In the records below, copy without any change the part that opens with the line containing "I need to verify whether any baby's reflected" and runs through the end of the records, including both ends.

Saved data entries
►

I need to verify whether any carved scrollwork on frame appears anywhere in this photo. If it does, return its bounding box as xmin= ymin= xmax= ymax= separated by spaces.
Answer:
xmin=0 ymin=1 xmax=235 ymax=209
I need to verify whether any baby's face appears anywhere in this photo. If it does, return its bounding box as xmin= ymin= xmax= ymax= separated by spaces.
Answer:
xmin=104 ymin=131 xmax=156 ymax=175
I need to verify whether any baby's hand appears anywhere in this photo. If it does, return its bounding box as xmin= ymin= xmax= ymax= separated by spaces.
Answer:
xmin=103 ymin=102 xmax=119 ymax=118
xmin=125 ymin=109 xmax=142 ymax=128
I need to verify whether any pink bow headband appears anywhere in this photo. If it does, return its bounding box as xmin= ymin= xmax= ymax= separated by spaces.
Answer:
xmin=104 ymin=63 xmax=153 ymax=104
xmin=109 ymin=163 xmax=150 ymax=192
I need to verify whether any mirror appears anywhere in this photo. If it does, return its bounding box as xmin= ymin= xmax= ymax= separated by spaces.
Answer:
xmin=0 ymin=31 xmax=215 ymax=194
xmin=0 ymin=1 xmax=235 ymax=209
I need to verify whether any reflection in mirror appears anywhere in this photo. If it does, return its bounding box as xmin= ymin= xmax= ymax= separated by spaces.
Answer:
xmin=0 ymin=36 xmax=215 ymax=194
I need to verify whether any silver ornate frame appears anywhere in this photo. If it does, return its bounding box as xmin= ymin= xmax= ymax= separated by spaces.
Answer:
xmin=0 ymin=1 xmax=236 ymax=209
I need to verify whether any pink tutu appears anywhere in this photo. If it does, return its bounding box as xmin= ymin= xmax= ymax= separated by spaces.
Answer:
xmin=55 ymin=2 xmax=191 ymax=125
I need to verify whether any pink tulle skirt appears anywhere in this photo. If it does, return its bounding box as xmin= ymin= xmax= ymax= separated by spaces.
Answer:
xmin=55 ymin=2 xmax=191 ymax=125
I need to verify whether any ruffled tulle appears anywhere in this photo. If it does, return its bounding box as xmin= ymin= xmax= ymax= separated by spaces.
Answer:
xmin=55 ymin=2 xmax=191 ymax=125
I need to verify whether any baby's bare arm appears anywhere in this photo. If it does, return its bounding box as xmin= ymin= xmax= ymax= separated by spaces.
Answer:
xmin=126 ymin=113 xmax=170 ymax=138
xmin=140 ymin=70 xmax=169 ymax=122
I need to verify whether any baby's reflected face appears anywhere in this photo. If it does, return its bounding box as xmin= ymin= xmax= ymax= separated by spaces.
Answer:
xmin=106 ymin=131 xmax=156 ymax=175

◄

*SOLUTION*
I need to verify whether any baby's reflected face appears anywhere in this photo. If it does, return its bounding box as xmin= ymin= xmax= ymax= separated by spaces.
Answer:
xmin=106 ymin=131 xmax=156 ymax=175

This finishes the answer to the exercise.